━━ Testo in esame ━━

È una sensazione che l’Italia e gli italiani avevano provato proprio all’inizio della pandemia: essere additati come il centro e anche l’origine del contagio, con un atteggiamento che va dalla curiosità fino alla diffidenza.
I numeri drammatici di contagi e ricoveri in Slovenia, e il colore rosso scuro assegnato ormai da settimane, hanno attratto l’attenzione dei media nazionali, che hanno scoperto il paese al confine con l’Italia, al quale si fanno risalire, perlomeno parte, le cause dell’aumento dei contagi in Friuli Venezia Giulia.
“La minaccia dei flussi verso l’Italia”, ha titolato qualche giorno fa il Corriere della sera; “La quarta ondata travolge l'Europa: contagi record in Olanda, tasso positività ai massimi in Slovenia”, aggiunge il Messaggero di Roma; “Slovenia e Croazia terre No Vax, boom di casi”, dice l’Huffington post. Su Tv e giornali si moltiplicano i pezzi e i commenti di esperti e inviati che cercano di comprendere come l’epidemia sia andata fuori controllo nel paese al confine con l’Italia e soprattutto con Trieste, la città diventata improvvisamente famosa non per le sue bellezze e le istituzioni scientifiche, ma per i contagi e le manifestazioni no Vax. Le spiegazioni però sono sempre le stesse: misure di prevenzione non rispettate, pochi controlli sui Green pass, ma soprattutto una popolazione che ha solo poco più del 50 per cento dei vaccinati almeno con la prima dose.

━━━
━━ Dati forniti ━━

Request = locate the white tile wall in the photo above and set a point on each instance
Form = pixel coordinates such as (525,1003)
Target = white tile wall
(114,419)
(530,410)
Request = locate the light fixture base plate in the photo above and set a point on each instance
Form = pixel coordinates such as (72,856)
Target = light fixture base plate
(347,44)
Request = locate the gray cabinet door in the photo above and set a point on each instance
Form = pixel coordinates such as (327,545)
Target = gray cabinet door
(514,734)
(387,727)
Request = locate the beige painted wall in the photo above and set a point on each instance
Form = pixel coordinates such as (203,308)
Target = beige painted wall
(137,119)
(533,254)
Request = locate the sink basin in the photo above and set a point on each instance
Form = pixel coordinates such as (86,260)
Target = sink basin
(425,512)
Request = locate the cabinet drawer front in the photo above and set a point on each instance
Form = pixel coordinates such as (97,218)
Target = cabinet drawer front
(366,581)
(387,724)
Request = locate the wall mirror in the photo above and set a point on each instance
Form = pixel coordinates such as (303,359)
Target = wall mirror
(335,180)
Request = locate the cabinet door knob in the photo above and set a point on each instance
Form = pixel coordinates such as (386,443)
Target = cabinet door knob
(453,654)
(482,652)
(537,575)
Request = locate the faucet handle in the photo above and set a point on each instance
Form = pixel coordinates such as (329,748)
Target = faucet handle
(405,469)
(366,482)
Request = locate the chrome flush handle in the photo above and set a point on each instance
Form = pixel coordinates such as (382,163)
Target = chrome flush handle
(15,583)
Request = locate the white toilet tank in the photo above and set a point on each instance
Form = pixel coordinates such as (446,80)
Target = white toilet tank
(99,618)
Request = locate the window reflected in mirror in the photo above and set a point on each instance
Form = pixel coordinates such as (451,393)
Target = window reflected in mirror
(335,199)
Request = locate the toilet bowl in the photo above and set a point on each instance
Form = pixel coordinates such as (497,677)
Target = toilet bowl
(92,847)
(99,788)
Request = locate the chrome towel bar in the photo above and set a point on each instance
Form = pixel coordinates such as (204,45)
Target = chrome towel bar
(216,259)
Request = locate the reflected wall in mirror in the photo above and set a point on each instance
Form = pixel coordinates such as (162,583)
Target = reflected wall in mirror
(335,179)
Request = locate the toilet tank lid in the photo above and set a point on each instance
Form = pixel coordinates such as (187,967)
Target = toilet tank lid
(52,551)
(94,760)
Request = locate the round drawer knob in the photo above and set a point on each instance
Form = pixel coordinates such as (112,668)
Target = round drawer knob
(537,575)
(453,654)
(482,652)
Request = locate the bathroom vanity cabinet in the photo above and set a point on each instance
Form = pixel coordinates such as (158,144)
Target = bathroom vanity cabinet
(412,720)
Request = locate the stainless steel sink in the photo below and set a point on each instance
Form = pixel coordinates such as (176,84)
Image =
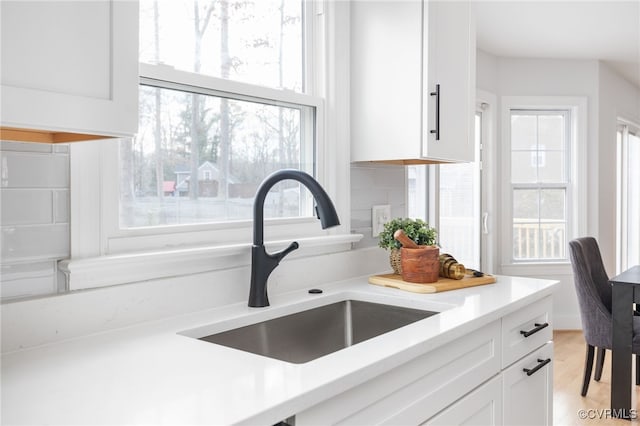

━━━

Domande
1. Indica se ciascuna affermazione concorda con il testo in esame. Rispondi sì o no e cita le parole del testo che lo stabiliscono.
(a) Il Messaggero di Roma ha titolato sul tasso di positività ai massimi in Slovenia.
(b) Trieste è diventata improvvisamente famosa per le sue istituzioni scientifiche.
(c) In Slovenia poco più del 50 per cento della popolazione è vaccinato almeno con la prima dose.
2. Secondo il testo in esame, quale colore è assegnato alla Slovenia ormai da settimane?
3. Ricopia dal testo in esame il passo compreso tra "È una sensazione" e "fino alla diffidenza.", inclusi.

Soluzioni
1.
(a) Sì: "La quarta ondata travolge l'Europa: contagi record in Olanda, tasso positività ai massimi in Slovenia", aggiunge il Messaggero di Roma.
(b) No: "non per le sue bellezze e le istituzioni scientifiche, ma per i contagi e le manifestazioni no Vax".
(c) Sì: "una popolazione che ha solo poco più del 50 per cento dei vaccinati almeno con la prima dose".

2. Il rosso scuro.

3.
È una sensazione che l’Italia e gli italiani avevano provato proprio all’inizio della pandemia: essere additati come il centro e anche l’origine del contagio, con un atteggiamento che va dalla curiosità fino alla diffidenza.